* _Directions_:
Please print all of the records shown below, exactly as given.

□ □ □ □ □ □ □

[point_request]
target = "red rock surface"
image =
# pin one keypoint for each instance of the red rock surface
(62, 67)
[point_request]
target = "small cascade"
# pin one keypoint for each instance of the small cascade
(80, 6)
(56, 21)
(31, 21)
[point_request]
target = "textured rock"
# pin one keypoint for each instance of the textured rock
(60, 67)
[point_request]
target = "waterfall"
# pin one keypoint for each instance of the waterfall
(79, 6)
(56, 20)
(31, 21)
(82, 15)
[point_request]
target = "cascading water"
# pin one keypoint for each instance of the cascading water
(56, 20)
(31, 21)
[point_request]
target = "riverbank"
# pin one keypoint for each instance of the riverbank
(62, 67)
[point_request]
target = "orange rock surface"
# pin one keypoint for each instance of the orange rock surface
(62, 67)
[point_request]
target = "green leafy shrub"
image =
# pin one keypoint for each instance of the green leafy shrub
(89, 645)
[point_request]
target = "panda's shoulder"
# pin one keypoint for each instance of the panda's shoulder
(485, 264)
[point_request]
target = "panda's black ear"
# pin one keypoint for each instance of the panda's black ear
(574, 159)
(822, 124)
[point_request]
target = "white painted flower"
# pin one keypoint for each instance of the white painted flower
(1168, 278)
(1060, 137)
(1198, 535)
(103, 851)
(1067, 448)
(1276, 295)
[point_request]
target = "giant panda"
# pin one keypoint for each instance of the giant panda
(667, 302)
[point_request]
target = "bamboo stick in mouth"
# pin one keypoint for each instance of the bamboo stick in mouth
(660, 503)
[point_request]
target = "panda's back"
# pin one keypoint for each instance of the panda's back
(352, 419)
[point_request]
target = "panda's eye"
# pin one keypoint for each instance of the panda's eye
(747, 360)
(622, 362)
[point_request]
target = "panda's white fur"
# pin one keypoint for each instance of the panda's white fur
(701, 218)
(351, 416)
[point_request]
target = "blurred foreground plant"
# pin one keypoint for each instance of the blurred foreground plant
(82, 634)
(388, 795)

□ □ □ □ □ □ □

* _Answer space_:
[point_request]
target = "red rock surface"
image =
# pin one keypoint for each instance of the red rock surface
(62, 67)
[point_request]
target = "small cascade"
# pin one keypoint for each instance of the small cascade
(80, 6)
(56, 21)
(31, 21)
[point_request]
target = "textured rock"
# pin one keypoint for each instance of the textured rock
(60, 67)
[point_request]
target = "waterfall"
# pin one keypoint for each instance of the waterfall
(79, 6)
(56, 20)
(31, 21)
(82, 15)
[point_request]
target = "cascading water"
# pin one keypoint for each instance of the cascading water
(56, 20)
(31, 21)
[point_request]
target = "riverbank"
# pin one keypoint for each instance of the riverbank
(62, 67)
[point_request]
target = "orange rock surface"
# pin one keypoint for each instance of the orange rock surface
(62, 67)
[point_request]
target = "green leafy shrub"
image =
# pin one keypoint for each instance of the green leafy shrub
(89, 645)
[point_request]
target = "panda's shoulder"
# pin one keypoint for each instance of the panda's shoulder
(485, 264)
[point_request]
target = "panda's black ear"
# pin one keypoint for each instance of the panda's black ear
(574, 159)
(822, 124)
[point_request]
target = "white painted flower"
# pin one keypoint for each instance of the white painted flower
(1168, 278)
(1060, 137)
(1198, 535)
(103, 851)
(1067, 448)
(1276, 295)
[point_request]
target = "giant panda"
# pin one keypoint for each instance of the giant panda
(667, 302)
[point_request]
target = "bamboo stick in mouth"
# pin one keypoint for each instance of the bamboo stick in mouth
(660, 503)
[point_request]
target = "panda's back"
# pin one keypoint for each instance of the panda's back
(352, 419)
[point_request]
target = "panda's eye"
# pin one keypoint for each instance of the panda's eye
(747, 360)
(622, 362)
[point_request]
target = "panda's white fur"
# pin one keypoint for each instance of the panda's white fur
(701, 218)
(351, 416)
[point_request]
target = "blurred foreground plant"
# pin one keypoint for each instance of the blurred foreground plant
(82, 634)
(388, 795)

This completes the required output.